**EXTRACTO DEL DOCUMENTO:**
┌────────

La primera ciudad española que acogió el tomate y el resto de alimentos americanos, fue Sevilla, en torno a 1540, debido a su papel como principal puerto de llegada de mercancías procedentes de América.
En 1608, existen documentos en forma de listas de la compra para el Hospital de la Sangre en Sevilla que indican la presencia de tomates y pepinos, primera referencia escritas sobre el uso del tomate en Andalucía.
Entre 1645 y 1646, el pintor sevillano Bartolomé Esteban Murillo realizó la obra «La cocina de los ángeles», donde se muestra la preparación de un plato con tomates, lo que evidencia su presencia y uso en la cocina sevillana de la época
El gazpacho no solo es una joya culinaria, es una herencia. Cada casa guarda su secreto, cada abuela tenía y tiene su medida, cada familia su rito. Y así, el gazpacho se convierte en algo más que un alimento: es un espejo donde nuestra memoria se reconoce.

└────────

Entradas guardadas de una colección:

┌────────

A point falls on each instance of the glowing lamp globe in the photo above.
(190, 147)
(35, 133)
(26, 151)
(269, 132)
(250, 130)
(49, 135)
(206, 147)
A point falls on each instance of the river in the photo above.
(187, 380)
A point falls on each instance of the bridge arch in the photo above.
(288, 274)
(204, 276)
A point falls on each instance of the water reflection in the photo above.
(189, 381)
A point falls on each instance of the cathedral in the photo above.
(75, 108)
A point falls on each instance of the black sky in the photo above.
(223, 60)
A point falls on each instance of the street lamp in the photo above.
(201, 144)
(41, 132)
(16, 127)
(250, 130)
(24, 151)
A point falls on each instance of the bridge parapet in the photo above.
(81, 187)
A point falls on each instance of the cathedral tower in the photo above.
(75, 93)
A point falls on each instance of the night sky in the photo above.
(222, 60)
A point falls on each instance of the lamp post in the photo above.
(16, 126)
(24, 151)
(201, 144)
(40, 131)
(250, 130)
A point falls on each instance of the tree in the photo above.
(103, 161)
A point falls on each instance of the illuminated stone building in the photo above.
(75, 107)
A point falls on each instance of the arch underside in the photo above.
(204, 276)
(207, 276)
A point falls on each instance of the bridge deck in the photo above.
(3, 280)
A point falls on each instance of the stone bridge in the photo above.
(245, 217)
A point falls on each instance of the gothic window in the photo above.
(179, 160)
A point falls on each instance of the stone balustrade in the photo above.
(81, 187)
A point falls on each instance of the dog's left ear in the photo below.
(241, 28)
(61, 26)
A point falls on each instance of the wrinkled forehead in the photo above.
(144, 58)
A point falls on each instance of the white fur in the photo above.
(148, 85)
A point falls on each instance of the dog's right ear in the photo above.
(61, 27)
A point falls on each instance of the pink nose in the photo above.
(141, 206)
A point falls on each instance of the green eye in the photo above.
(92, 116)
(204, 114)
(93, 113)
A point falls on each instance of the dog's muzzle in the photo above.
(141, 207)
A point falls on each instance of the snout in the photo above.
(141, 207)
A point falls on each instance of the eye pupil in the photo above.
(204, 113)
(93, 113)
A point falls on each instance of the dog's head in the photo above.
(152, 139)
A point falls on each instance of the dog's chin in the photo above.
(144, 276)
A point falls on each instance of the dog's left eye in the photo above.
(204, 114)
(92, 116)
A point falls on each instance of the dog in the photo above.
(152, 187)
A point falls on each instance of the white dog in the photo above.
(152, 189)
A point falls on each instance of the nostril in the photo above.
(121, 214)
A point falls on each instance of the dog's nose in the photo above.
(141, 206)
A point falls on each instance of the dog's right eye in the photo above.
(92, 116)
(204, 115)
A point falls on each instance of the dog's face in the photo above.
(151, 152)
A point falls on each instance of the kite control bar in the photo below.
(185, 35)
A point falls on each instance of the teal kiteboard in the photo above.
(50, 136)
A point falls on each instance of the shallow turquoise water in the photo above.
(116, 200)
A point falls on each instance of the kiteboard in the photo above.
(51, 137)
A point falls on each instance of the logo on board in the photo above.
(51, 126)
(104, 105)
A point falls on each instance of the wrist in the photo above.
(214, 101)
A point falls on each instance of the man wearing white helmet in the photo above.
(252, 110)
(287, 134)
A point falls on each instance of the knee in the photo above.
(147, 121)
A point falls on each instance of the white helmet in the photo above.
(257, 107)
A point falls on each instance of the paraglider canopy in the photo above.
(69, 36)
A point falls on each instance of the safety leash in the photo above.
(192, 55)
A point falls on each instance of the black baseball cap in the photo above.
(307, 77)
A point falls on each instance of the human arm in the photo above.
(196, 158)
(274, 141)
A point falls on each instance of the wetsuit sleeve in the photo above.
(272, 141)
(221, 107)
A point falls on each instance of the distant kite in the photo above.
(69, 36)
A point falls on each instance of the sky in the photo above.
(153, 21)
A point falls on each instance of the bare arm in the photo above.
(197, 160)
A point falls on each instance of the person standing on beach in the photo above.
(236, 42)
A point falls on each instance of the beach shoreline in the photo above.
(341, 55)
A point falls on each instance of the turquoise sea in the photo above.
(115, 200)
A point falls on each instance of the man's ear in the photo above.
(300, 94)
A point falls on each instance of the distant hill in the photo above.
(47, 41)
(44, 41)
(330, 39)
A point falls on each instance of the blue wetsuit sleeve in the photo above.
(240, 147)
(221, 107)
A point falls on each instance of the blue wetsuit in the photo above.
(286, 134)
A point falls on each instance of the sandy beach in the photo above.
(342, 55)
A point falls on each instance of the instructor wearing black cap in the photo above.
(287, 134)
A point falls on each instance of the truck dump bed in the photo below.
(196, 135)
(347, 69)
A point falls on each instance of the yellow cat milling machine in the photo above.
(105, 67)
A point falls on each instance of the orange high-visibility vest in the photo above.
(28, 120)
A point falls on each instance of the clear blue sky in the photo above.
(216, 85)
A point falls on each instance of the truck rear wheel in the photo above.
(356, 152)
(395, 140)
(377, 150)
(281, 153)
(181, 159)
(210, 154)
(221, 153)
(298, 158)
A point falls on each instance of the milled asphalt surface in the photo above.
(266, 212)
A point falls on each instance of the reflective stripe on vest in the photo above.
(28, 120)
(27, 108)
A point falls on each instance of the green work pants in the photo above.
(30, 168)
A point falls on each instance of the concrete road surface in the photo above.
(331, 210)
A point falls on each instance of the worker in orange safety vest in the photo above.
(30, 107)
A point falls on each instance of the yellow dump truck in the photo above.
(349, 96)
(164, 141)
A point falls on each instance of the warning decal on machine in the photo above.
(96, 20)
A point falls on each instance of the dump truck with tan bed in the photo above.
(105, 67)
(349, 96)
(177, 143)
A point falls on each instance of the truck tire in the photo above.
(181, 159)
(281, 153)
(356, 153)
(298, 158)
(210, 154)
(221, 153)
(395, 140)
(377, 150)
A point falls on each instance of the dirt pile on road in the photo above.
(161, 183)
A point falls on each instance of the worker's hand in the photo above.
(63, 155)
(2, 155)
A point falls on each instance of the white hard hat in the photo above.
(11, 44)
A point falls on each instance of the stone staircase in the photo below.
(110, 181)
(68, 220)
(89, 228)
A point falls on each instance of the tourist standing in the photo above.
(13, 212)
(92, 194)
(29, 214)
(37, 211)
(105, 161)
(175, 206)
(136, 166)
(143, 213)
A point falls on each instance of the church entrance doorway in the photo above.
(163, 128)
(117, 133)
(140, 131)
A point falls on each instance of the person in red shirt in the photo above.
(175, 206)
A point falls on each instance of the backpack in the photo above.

└────────

**ENUNCIADO DEL EJERCICIO:** Traduce al inglés esta oración del extracto sobre el tomate en Sevilla: «El gazpacho no solo es una joya culinaria, es una herencia.» Las entradas no tienen relación alguna con el extracto.

**RESPUESTA DEL EJERCICIO:** Gazpacho is not only a culinary jewel; it is a heritage.